[start]
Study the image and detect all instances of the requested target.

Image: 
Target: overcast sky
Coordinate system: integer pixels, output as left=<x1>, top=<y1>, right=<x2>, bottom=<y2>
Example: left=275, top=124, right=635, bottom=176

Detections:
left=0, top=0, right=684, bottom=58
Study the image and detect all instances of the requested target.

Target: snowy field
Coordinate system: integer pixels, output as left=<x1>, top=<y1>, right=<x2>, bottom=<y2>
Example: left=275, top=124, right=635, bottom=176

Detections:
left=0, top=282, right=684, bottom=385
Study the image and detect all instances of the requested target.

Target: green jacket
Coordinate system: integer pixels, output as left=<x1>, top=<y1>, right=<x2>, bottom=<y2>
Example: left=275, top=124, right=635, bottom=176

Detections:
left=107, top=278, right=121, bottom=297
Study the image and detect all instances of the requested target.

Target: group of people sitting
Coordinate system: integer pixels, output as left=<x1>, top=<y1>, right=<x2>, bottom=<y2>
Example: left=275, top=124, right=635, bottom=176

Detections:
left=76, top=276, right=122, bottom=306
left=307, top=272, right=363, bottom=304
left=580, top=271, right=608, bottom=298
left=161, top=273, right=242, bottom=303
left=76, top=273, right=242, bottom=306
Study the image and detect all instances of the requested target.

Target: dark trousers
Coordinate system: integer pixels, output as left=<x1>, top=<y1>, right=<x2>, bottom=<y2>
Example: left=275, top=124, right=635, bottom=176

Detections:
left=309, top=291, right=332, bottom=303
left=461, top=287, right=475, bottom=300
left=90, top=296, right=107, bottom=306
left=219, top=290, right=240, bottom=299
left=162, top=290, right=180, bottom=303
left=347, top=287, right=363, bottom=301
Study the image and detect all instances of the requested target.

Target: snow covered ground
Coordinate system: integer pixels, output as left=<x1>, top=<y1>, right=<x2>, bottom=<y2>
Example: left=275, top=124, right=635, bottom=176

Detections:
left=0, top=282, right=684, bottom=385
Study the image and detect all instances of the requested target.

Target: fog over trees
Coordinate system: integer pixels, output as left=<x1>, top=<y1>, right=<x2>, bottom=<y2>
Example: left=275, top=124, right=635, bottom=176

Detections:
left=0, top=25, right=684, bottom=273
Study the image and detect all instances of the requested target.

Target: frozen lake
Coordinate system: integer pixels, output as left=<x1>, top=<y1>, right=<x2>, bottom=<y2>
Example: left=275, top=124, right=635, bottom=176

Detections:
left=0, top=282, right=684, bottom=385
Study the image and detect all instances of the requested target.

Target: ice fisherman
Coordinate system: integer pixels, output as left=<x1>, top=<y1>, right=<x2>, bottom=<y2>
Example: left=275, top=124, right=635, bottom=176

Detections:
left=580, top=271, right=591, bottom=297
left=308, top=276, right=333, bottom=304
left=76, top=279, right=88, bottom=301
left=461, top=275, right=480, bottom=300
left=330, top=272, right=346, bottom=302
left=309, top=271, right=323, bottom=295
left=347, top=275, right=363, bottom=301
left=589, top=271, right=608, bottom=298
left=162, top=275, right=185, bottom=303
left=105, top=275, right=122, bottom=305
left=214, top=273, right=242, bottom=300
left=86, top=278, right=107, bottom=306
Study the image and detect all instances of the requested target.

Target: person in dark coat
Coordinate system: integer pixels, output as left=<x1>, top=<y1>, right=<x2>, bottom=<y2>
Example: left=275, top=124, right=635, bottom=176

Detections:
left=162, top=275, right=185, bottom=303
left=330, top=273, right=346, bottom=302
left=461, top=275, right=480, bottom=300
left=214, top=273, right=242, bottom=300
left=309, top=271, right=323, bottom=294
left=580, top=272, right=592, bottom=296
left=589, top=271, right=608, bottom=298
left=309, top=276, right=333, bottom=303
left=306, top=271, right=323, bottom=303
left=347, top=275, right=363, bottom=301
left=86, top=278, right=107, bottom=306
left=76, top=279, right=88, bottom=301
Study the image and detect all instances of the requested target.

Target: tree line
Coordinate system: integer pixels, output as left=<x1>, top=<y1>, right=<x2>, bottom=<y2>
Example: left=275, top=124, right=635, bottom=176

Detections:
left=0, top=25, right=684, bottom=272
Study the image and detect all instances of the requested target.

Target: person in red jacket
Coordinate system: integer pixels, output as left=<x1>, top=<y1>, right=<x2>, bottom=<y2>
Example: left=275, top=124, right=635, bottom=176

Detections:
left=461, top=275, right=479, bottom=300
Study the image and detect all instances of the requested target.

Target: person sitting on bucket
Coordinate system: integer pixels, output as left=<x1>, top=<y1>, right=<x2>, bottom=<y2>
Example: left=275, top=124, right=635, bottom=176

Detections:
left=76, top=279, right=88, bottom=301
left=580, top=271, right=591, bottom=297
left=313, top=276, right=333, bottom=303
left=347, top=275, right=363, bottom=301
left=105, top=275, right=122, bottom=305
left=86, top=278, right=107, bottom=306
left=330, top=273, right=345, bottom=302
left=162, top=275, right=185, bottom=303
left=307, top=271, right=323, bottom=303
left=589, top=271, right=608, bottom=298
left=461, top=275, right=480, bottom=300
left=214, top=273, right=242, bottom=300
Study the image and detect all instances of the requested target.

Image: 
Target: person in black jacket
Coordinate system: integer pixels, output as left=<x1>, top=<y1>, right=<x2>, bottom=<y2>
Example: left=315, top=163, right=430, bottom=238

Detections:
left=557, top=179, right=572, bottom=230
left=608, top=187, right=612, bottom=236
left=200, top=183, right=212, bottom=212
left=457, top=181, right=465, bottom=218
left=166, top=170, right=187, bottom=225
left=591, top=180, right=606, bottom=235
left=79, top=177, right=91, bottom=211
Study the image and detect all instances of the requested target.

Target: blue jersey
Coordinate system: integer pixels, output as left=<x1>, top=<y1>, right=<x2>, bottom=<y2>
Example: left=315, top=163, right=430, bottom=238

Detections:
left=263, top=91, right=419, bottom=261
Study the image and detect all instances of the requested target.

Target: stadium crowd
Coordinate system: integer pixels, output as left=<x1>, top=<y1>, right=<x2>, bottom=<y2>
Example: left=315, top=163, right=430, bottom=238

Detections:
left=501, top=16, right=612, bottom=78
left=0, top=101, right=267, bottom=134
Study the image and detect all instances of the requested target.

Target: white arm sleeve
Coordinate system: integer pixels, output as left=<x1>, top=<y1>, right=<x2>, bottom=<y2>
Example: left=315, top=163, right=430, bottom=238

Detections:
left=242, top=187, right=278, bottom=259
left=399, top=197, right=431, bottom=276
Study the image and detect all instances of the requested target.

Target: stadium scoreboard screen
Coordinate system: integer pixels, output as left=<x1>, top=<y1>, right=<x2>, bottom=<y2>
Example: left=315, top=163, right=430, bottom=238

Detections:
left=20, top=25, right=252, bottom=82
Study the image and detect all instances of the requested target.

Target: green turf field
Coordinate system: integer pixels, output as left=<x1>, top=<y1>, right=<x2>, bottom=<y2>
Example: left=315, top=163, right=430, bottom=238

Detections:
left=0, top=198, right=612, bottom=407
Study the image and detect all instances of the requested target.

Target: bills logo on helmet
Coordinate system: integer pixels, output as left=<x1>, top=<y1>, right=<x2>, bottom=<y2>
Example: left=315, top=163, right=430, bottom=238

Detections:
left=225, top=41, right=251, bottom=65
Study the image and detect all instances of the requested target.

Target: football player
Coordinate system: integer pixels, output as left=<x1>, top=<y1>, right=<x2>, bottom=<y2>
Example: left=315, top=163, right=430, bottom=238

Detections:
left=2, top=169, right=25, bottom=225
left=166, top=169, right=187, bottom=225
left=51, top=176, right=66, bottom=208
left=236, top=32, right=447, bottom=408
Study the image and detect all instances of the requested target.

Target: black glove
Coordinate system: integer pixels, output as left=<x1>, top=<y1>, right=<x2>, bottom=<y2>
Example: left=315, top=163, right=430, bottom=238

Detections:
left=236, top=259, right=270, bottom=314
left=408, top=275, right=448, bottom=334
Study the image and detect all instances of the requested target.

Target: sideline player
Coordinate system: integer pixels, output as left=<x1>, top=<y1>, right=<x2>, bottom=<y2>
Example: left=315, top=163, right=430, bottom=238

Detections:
[end]
What you should do: Copy out word for word everything from the beginning of the records down to and including the line that contains "left=107, top=278, right=121, bottom=297".

Reply to the task:
Study the image and detect all instances of the requested target.

Image: 
Target: overcast sky
Coordinate system: integer pixels, output as left=<x1>, top=<y1>, right=<x2>, bottom=<y2>
Example: left=275, top=124, right=635, bottom=176

Detections:
left=0, top=0, right=684, bottom=58
Study the image and detect all instances of the requested target.

Target: snowy field
Coordinate system: integer pixels, output as left=<x1>, top=<y1>, right=<x2>, bottom=<y2>
Example: left=275, top=124, right=635, bottom=176

Detections:
left=0, top=282, right=684, bottom=385
Study the image and detect all instances of the requested target.

Target: green jacket
Coordinate system: integer pixels, output as left=<x1>, top=<y1>, right=<x2>, bottom=<y2>
Example: left=275, top=124, right=635, bottom=176

Detections:
left=107, top=278, right=121, bottom=297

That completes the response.